## Document segment
##########

Partnerships To Combat Modern Slavery

Posted by Luis CdeBaca
April 10, 2013
Placard Sits on a Table During an Atlanta-Based Conference on Efforts to Combat Modern Slavery

Yesterday, the White House hosted a Forum to Combat Human Trafficking to highlight the Obama Administration's accomplishments in the fight against modern slavery, demonstrate its ongoing and steadfast commitment to this issue, and engage the stakeholder community. Director of the Domestic Policy Council Cecilia Muñoz; Senior Advisor to the President Valerie Jarrett; and Assistant to the President, Chief of Staff to the First Lady, and Executive Director of the Council on Women and Girls Tina Tchen spoke to partners from non-governmental organizations (NGOs), the faith community, and the private sector to underscore the President's commitment to this effort at home and abroad. Attorney General Eric Holder and Secretary of Homeland Security Janet Napolitano also spoke at the forum to emphasize the work going on across government to put a stop to this crime. Additionally, a new Federal Strategic Action Plan on Services for Victims of Human Trafficking in the United States was released for public comment yesterday.

Secretary Kerry joined by video to introduce the first-ever Presidential Award for Extraordinary Efforts to Combat Trafficking in Persons. Director Muñoz announced the recipients of the award: advocate Florrie Burke, for her work to develop comprehensive services for survivors and promote the victim-centered approach; and global hospitality and travel company Carlson, for adopting and promoting business practices that seek to protect victims of human trafficking.

Health and Human Services Deputy Secretary Bill Corr moderated a panel on the victim-centered approach to combating trafficking, which included a survivor and advocate, a member of the President's Advisory Council on Faith-based and Community Partnerships, and myself. In my remarks, I discussed the importance of engagement and collaboration among stakeholders in the fight against slavery. By combining resources, expertise, unique insights, and technology, partnerships maximize our individual and collective efforts to protect victims of trafficking and bring their abusers to justice, while working to prevent further exploitation. The Strategic Action Plan embraces this strategy of collaboration by calling for stronger partnerships, while strengthening interagency coordination. The Forum concluded with demonstrations focused on technology-based solutions, and another panel on private-sector innovation supporting law enforcement efforts to combat child sex trafficking.

##########

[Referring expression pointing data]
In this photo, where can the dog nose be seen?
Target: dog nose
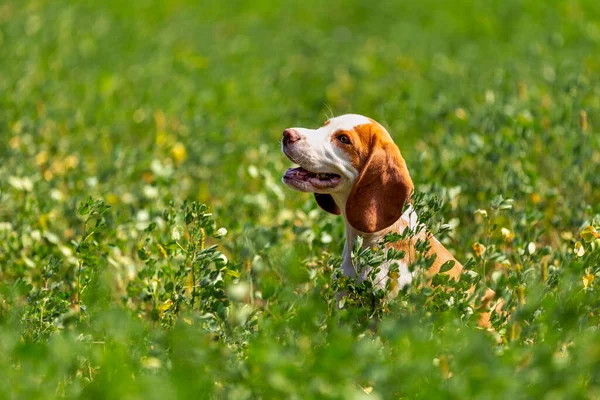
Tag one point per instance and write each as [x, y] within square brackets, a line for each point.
[290, 136]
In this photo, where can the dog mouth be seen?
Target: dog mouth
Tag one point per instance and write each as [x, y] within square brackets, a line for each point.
[300, 178]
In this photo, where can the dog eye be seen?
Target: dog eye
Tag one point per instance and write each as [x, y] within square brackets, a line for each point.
[344, 139]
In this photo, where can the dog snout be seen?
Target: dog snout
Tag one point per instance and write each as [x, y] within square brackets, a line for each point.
[290, 136]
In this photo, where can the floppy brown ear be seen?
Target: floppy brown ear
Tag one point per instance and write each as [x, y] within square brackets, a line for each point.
[326, 202]
[381, 190]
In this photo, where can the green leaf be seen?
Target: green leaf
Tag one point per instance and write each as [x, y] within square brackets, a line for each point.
[447, 266]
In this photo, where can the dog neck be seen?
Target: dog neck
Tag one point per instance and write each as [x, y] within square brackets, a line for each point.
[407, 220]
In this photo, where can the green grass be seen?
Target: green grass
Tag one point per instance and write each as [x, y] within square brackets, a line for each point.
[119, 119]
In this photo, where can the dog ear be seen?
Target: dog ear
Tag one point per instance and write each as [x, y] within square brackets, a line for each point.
[326, 202]
[381, 190]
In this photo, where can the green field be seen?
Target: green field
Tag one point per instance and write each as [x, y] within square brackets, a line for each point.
[120, 120]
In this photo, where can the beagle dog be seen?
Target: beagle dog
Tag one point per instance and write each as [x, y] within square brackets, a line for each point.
[355, 169]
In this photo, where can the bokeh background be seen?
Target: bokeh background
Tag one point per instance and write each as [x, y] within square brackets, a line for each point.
[142, 105]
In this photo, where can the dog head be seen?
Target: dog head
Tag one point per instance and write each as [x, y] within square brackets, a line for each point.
[353, 167]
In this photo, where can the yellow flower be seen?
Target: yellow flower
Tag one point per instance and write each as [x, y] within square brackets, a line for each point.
[589, 234]
[178, 152]
[587, 280]
[478, 248]
[578, 249]
[507, 235]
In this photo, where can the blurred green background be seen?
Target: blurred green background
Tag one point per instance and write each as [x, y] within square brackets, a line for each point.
[142, 105]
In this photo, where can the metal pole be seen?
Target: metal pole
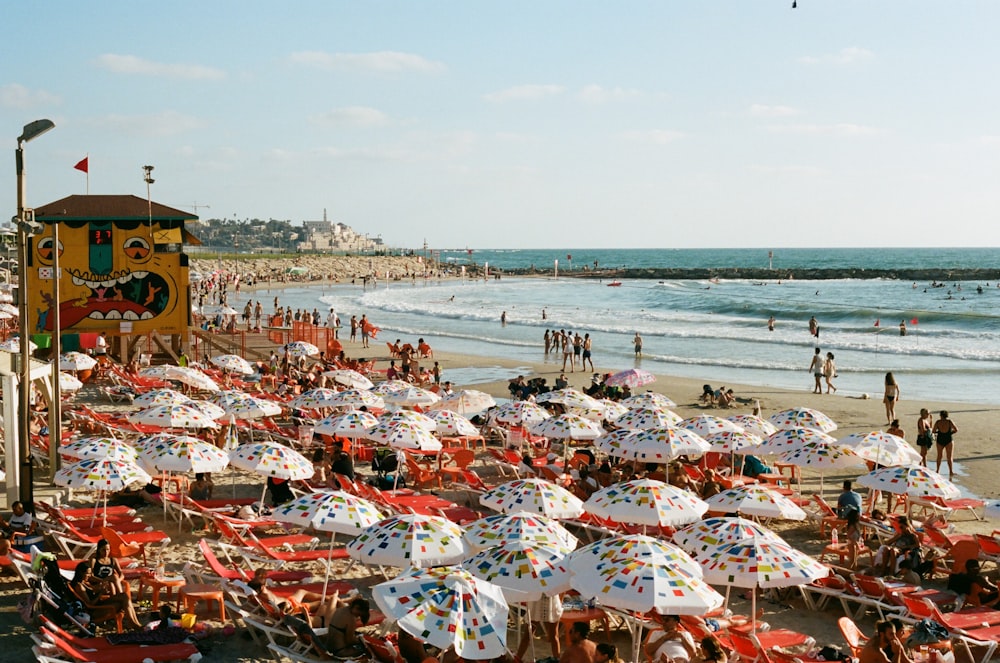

##########

## What you need to do
Edit the post on partnerships against modern slavery: write out its words again from "Secretary Kerry joined" through "of human trafficking.", using "first" in place of "first-ever".

## Task answer
Secretary Kerry joined by video to introduce the first Presidential Award for Extraordinary Efforts to Combat Trafficking in Persons. Director Muñoz announced the recipients of the award: advocate Florrie Burke, for her work to develop comprehensive services for survivors and promote the victim-centered approach; and global hospitality and travel company Carlson, for adopting and promoting business practices that seek to protect victims of human trafficking.